* _Required work_
Gather every line in the rows below that contains the word "green", and copy each of those lines in full.
# Exercise data start
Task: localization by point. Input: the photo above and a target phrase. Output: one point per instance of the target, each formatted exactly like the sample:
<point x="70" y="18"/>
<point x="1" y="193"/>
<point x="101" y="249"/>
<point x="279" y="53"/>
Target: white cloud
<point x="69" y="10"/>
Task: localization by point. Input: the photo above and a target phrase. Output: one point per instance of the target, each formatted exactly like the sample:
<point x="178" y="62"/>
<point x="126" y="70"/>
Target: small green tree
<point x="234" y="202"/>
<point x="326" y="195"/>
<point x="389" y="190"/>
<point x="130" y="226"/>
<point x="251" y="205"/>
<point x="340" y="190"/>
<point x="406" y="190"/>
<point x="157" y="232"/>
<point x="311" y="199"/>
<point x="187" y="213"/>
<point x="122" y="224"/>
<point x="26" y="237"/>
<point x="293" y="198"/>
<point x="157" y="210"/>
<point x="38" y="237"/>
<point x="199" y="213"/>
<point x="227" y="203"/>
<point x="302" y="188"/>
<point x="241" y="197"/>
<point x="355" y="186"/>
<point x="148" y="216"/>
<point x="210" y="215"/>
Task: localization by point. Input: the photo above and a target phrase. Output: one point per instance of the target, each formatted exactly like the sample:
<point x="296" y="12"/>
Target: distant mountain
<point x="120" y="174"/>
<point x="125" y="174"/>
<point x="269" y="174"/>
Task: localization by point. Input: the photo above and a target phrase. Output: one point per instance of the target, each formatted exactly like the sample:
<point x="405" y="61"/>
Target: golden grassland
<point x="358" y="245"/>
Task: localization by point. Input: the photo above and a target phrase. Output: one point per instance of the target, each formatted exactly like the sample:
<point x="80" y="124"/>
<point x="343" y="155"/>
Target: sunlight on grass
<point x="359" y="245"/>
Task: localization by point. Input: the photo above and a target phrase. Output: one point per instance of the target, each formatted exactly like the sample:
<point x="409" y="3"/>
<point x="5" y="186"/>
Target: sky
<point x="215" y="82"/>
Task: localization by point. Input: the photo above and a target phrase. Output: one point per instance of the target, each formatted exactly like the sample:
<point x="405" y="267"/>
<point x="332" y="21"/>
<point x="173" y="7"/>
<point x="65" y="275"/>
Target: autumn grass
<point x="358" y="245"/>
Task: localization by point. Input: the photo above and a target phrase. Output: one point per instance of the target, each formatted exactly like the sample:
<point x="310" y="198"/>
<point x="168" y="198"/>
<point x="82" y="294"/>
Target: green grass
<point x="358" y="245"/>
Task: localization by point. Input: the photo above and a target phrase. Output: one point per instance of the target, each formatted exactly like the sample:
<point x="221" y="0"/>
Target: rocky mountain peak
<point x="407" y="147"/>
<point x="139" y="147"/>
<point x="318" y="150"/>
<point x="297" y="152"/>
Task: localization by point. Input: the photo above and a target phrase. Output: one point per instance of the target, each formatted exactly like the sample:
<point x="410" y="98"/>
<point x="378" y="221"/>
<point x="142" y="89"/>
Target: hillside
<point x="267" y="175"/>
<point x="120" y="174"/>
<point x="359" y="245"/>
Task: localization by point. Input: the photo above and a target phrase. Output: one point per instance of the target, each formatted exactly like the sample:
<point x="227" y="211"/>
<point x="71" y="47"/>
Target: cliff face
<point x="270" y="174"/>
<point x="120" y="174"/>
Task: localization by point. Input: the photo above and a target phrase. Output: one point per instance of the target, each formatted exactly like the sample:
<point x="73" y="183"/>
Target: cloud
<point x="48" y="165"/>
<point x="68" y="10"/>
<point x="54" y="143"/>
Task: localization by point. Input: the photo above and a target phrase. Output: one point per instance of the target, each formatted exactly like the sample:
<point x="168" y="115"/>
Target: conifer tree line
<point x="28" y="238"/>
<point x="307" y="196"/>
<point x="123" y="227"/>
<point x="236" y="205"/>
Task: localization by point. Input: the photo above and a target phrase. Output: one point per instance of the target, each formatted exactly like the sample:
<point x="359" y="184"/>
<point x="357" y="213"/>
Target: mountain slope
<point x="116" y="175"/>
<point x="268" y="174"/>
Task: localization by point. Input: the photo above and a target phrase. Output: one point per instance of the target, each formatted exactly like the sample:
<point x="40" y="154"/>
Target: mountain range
# Exercise data end
* _Problem solution_
Target: small green tree
Target: green grass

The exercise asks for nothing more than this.